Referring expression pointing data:
- Opening Delimiter -
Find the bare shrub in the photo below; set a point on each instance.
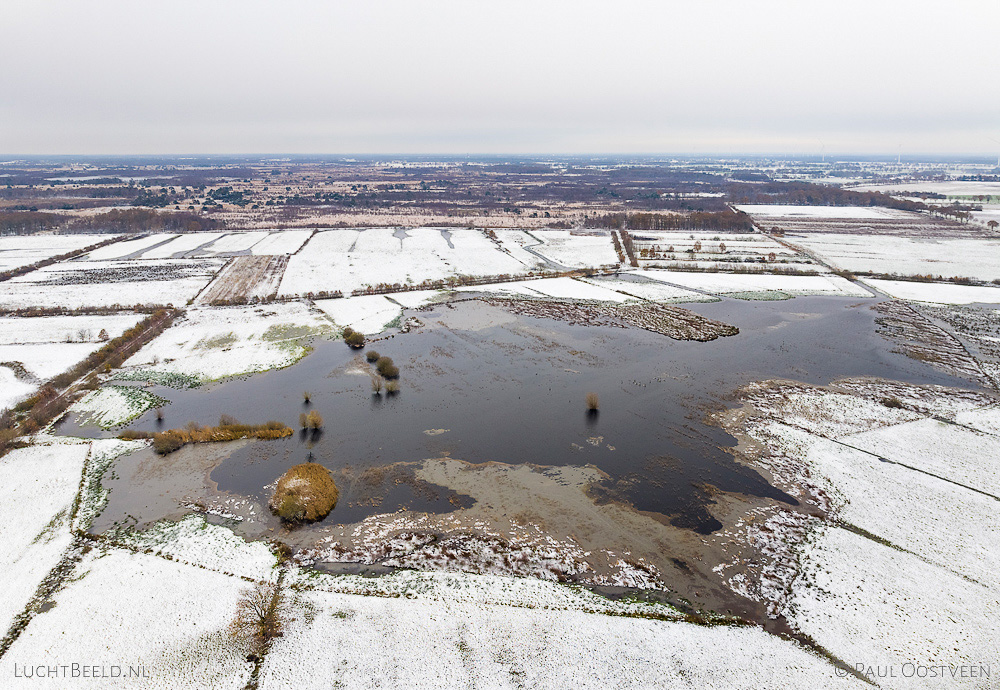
(314, 420)
(261, 616)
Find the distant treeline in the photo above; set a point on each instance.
(127, 220)
(808, 194)
(723, 221)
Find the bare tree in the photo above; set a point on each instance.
(261, 616)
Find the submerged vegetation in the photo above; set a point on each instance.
(305, 493)
(165, 442)
(353, 338)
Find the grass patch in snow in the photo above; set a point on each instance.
(113, 406)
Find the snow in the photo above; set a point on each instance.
(950, 187)
(873, 605)
(76, 284)
(281, 242)
(937, 293)
(371, 642)
(24, 250)
(126, 248)
(39, 483)
(57, 329)
(412, 299)
(126, 609)
(845, 212)
(194, 541)
(946, 450)
(368, 314)
(12, 390)
(183, 246)
(233, 243)
(723, 283)
(45, 360)
(514, 243)
(974, 258)
(210, 343)
(650, 290)
(558, 288)
(346, 260)
(113, 406)
(986, 419)
(910, 535)
(576, 251)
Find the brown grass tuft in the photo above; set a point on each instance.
(305, 493)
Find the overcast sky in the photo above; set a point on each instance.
(390, 76)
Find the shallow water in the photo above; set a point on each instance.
(512, 389)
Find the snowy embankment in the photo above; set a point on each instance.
(210, 343)
(348, 260)
(113, 406)
(751, 283)
(904, 570)
(847, 212)
(368, 314)
(373, 642)
(937, 293)
(134, 610)
(78, 284)
(573, 250)
(39, 485)
(973, 258)
(35, 349)
(18, 251)
(161, 601)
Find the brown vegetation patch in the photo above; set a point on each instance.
(305, 493)
(246, 277)
(920, 338)
(166, 442)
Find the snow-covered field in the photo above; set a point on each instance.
(974, 258)
(125, 249)
(373, 642)
(45, 360)
(38, 485)
(113, 406)
(281, 242)
(948, 188)
(937, 293)
(59, 329)
(575, 250)
(17, 251)
(122, 609)
(905, 571)
(39, 345)
(210, 343)
(368, 314)
(558, 288)
(346, 260)
(729, 283)
(650, 289)
(76, 284)
(846, 212)
(12, 389)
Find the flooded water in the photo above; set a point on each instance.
(480, 384)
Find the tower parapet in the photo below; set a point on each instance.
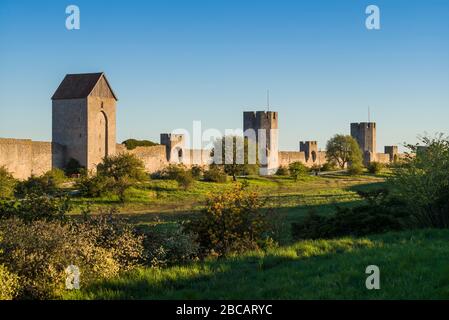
(365, 135)
(174, 147)
(262, 127)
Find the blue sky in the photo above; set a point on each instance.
(173, 62)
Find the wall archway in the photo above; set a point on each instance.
(103, 134)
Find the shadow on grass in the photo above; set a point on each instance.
(323, 269)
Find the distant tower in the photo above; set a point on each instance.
(84, 108)
(365, 135)
(174, 147)
(310, 148)
(393, 152)
(260, 126)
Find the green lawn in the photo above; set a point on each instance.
(163, 202)
(413, 265)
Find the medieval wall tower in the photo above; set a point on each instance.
(174, 147)
(365, 135)
(310, 148)
(263, 127)
(84, 117)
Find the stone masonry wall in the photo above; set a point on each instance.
(24, 158)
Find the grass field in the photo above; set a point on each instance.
(163, 202)
(413, 265)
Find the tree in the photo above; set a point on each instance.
(131, 144)
(7, 184)
(124, 171)
(237, 160)
(297, 169)
(344, 150)
(233, 221)
(422, 182)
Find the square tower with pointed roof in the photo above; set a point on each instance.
(84, 115)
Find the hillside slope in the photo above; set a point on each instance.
(413, 265)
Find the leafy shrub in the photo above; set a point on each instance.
(233, 221)
(282, 171)
(131, 144)
(381, 213)
(36, 207)
(73, 167)
(116, 174)
(40, 252)
(328, 166)
(9, 284)
(169, 247)
(297, 170)
(235, 156)
(185, 179)
(215, 174)
(342, 150)
(422, 182)
(92, 185)
(7, 184)
(116, 235)
(196, 172)
(375, 167)
(172, 171)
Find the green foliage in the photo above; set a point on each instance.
(355, 169)
(7, 184)
(73, 167)
(415, 264)
(185, 179)
(215, 174)
(131, 144)
(328, 166)
(381, 213)
(9, 284)
(36, 207)
(233, 221)
(236, 162)
(116, 174)
(344, 150)
(422, 182)
(297, 170)
(90, 185)
(47, 184)
(375, 167)
(196, 172)
(170, 247)
(39, 253)
(282, 171)
(172, 171)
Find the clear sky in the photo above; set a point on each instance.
(173, 62)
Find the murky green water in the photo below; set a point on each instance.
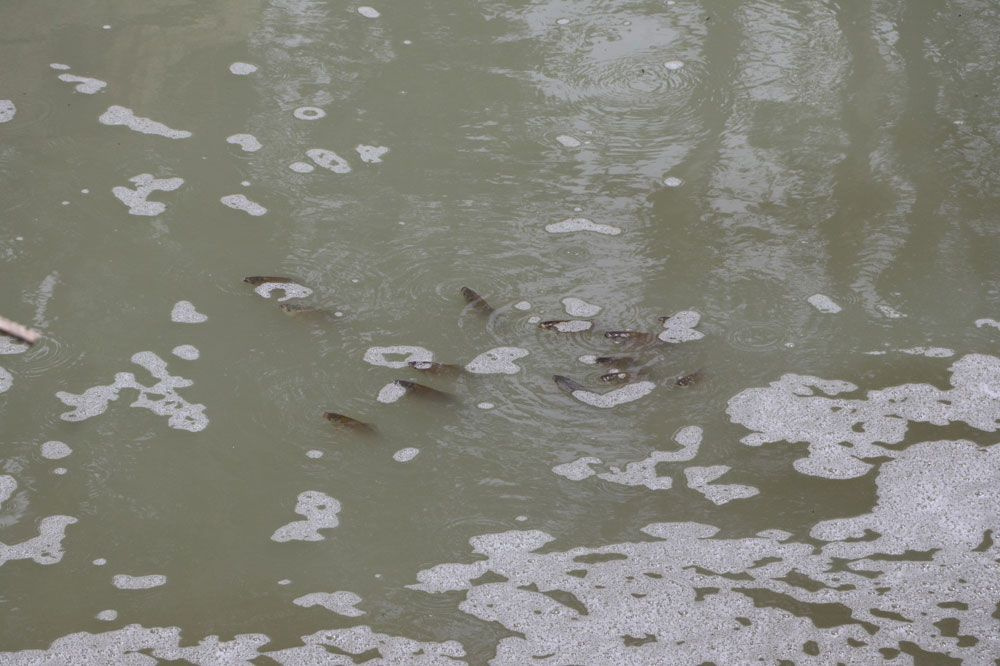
- Closing Delimiter -
TASK ITEM:
Give the data above again exactly. Leave the pictures out.

SOLUTION FOR THIS TASK:
Find the bare shrub in the photo below; set a point on each instance.
(314, 420)
(261, 616)
Find the distant treeline in the photo above; set a point on each instance.
(127, 220)
(808, 194)
(723, 221)
Find the bare tree in the photo above; set a point on each instance.
(261, 616)
Find the submerged vegetation in the photo above; set a point on each instance.
(305, 493)
(165, 442)
(353, 338)
Find the grass patch in snow in the photo above; set a point on each instance.
(113, 406)
Find the snow in the photo above; set a point on each instance.
(950, 187)
(873, 605)
(76, 284)
(281, 242)
(937, 293)
(371, 642)
(24, 250)
(126, 248)
(39, 483)
(57, 329)
(412, 299)
(126, 609)
(845, 212)
(194, 541)
(946, 450)
(368, 314)
(12, 390)
(183, 246)
(233, 243)
(723, 283)
(45, 360)
(514, 243)
(974, 258)
(210, 343)
(650, 290)
(558, 288)
(346, 260)
(113, 406)
(986, 419)
(910, 535)
(576, 251)
Find the brown grass tuft in the photo above; set a point on each instance.
(305, 493)
Find the overcast sky in the photo above; set a point on each instance.
(390, 76)
Find the shallow water in the photo above; set a point on each instance.
(512, 389)
Find the snowy embankment in the photo above; set a point on each instance.
(210, 343)
(348, 260)
(113, 406)
(751, 283)
(904, 570)
(847, 212)
(368, 314)
(373, 642)
(937, 293)
(134, 610)
(78, 284)
(573, 250)
(39, 485)
(973, 258)
(35, 349)
(18, 251)
(161, 601)
Find the brown vegetation patch in the photo above; set a point on each instance.
(305, 493)
(246, 277)
(920, 338)
(166, 442)
Find the snow-covered field in the photo above; set a point on each instance.
(974, 258)
(125, 249)
(373, 642)
(45, 360)
(38, 485)
(113, 406)
(281, 242)
(948, 188)
(937, 293)
(59, 329)
(575, 250)
(17, 251)
(122, 609)
(905, 571)
(39, 345)
(210, 343)
(368, 314)
(558, 288)
(346, 260)
(729, 283)
(650, 289)
(76, 284)
(846, 212)
(12, 389)
Find the flooded water in the photo above; set a point on each instance.
(480, 384)
Find the tower parapet in the photo below; set a point on each instance.
(365, 135)
(174, 147)
(262, 127)
Find the blue sky in the photo above; set a point on each instance.
(173, 62)
Find the wall archway in the photo above; set a point on each instance.
(103, 134)
Find the shadow on grass in the photo above; set a point on each instance.
(323, 269)
Find the distant tower in the photo above; set a point on each instance.
(84, 108)
(365, 135)
(174, 147)
(310, 148)
(393, 152)
(260, 126)
Find the green lawn in the photo above; set a point on each instance.
(163, 202)
(413, 265)
Find the medieval wall tower in the photo above; set a point on each instance.
(174, 147)
(365, 135)
(310, 148)
(263, 127)
(84, 117)
Find the stone masonry wall in the photo above; set a point on each instance.
(24, 158)
Find the grass field in the photo above; set a point on each instance.
(163, 202)
(413, 265)
Find the tree in the photo above; set a point on each instance.
(131, 144)
(7, 184)
(124, 171)
(237, 160)
(297, 169)
(344, 150)
(233, 221)
(422, 182)
Find the square tower with pointed roof in the photo above; set a point on each instance.
(84, 115)
Find the hillside slope in the photo above; set a point on each instance.
(413, 265)
Find the leafy shrub in the photo above; set a point on each instance.
(233, 221)
(282, 171)
(131, 144)
(381, 213)
(36, 207)
(73, 167)
(116, 174)
(40, 252)
(328, 166)
(9, 284)
(169, 247)
(297, 170)
(235, 156)
(185, 179)
(215, 174)
(342, 150)
(422, 182)
(92, 185)
(7, 184)
(116, 235)
(196, 172)
(375, 167)
(172, 171)
Find the green foliage in the photo above; set a point on each instance.
(355, 169)
(7, 184)
(73, 167)
(415, 264)
(185, 179)
(215, 174)
(131, 144)
(328, 166)
(381, 213)
(9, 284)
(36, 207)
(233, 221)
(236, 162)
(116, 174)
(344, 150)
(422, 182)
(297, 170)
(90, 185)
(47, 184)
(375, 167)
(196, 172)
(170, 247)
(39, 253)
(282, 171)
(172, 171)
Find the clear sky in the photo above; set a point on each instance.
(173, 62)
Find the murky green water in the photo below; set a point on each instance.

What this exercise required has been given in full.